▶ _Instructions for the task_
Output all of the entries exactly as written.

<<<<

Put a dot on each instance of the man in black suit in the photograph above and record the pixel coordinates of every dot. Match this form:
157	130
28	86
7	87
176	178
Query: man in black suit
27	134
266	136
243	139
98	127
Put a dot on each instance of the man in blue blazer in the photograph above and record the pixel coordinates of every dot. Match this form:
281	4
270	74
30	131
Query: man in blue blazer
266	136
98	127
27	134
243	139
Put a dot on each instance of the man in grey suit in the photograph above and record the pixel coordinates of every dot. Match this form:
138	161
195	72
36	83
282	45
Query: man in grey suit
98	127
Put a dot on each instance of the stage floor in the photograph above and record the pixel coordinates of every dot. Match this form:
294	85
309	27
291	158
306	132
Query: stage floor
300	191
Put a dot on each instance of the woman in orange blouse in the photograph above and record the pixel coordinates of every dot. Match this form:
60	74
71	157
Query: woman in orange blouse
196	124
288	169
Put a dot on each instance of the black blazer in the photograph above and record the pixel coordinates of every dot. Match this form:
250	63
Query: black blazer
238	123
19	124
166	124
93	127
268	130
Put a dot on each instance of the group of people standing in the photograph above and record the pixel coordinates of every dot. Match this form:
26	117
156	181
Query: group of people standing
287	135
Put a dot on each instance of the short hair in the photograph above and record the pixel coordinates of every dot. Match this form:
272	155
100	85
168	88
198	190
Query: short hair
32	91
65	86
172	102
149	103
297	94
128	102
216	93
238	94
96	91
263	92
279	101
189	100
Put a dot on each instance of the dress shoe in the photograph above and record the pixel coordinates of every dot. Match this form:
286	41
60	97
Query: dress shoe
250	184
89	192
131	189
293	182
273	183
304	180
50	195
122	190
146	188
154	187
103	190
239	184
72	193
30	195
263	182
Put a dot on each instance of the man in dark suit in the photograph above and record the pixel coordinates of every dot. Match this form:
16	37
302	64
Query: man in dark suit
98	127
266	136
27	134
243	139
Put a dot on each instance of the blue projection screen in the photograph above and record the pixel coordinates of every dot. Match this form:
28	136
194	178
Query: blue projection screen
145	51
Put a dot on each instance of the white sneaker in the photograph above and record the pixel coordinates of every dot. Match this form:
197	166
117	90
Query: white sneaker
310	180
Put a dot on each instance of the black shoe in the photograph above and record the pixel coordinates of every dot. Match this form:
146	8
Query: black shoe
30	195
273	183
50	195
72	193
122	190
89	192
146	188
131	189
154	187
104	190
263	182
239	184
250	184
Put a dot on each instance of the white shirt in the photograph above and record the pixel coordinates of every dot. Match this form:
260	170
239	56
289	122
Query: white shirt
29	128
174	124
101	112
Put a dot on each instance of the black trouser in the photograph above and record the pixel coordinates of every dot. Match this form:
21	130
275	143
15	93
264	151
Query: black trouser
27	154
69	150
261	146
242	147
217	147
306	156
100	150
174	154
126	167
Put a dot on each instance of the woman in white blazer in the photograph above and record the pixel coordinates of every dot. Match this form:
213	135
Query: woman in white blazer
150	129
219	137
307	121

>>>>

▶ _Result of the exercise_
Put a dot on each instance of the man in black suit in the photograph above and record the pixel coordinates of every dot. Match this form:
157	130
28	86
7	87
176	178
Query: man in black suit
27	134
266	136
243	139
98	127
Put a dot on each instance of the man in blue blazer in the photograph above and record the pixel coordinates of every dot. Match this form:
281	4
270	74
30	131
Query: man in blue blazer
266	136
98	127
27	134
243	139
Put a dot on each instance of the man in grey suit in the photograph above and record the pixel coordinates of every dot. Match this form:
138	161
195	72
36	83
282	45
Query: man in grey suit
98	127
Put a dot on each instance of the stage floor in the photograph above and record the pixel coordinates of every dot. Match this form:
294	85
309	27
291	158
306	132
Query: stage floor
300	191
Put a dot on each instance of the woman in orange blouse in the photograph above and record the pixel coordinates of every dot. Match this form:
60	74
71	157
Query: woman in orange blouse
196	124
288	169
Put a dot on each instance of the black blazer in the photograph above and record the pixel coordinates of every dot. Match this form:
250	63
Query: black blazer
238	123
19	124
166	124
93	127
268	130
Put a dot on each instance of the group of people standing in the photograph above and record the pixel coordinates of every dot. Match this form:
26	117
156	181
Query: group of people standing
287	135
Put a dot on each instance of the short hair in the photograph above and record the pixel coordinates of every dot. Match this form:
272	155
100	85
168	88
198	190
Query: short hair
32	91
65	86
172	102
149	103
297	94
128	102
216	93
238	94
96	91
263	92
279	101
189	100
Put a dot on each instance of the dress shoe in the photograph above and record the pixel coordinates of every dot. Match this form:
286	41
60	97
Query: dress shoe
250	184
89	192
131	189
293	182
273	183
304	180
50	195
122	190
146	188
154	187
103	190
239	184
72	193
30	195
263	182
Put a dot on each instance of the man in dark suit in the photograph above and record the pixel coordinates of every dot. Match this form:
16	37
302	64
Query: man in dark suit
98	127
266	136
27	134
243	139
Put a dot on each instance of the blue projection screen in the photograph above and record the pixel coordinates of every dot. Match this form:
28	136
194	178
Query: blue projection screen
145	51
Put a dot on each instance of the white sneaker in the photograph above and record the pixel coordinates of every dot. Match this form:
197	166
117	90
Query: white sneaker
310	180
Put a dot on each instance of the black shoe in the photograph above and record the pixel coordinates of every dot. Match this form:
146	8
Query: black shoe
30	195
273	183
50	195
72	193
122	190
89	192
146	188
131	189
154	187
104	190
263	182
239	184
250	184
Put a dot on each instance of the white shirt in the photograph above and record the pixel coordinates of every dot. Match this form:
260	170
239	56
289	122
Query: white shirt
29	128
174	124
101	112
Put a dot on each instance of the black trouser in the photograph above and record the pixel coordinates of every dot. Match this form:
21	130
275	143
15	93
264	151
Query: black trouser
27	154
69	150
261	146
242	147
217	147
306	156
100	150
174	154
126	167
Put a dot on each instance of the woman in white blazer in the photograph above and record the pixel coordinates of every dot. Match this form:
213	135
Query: woman in white blazer
150	129
219	137
307	121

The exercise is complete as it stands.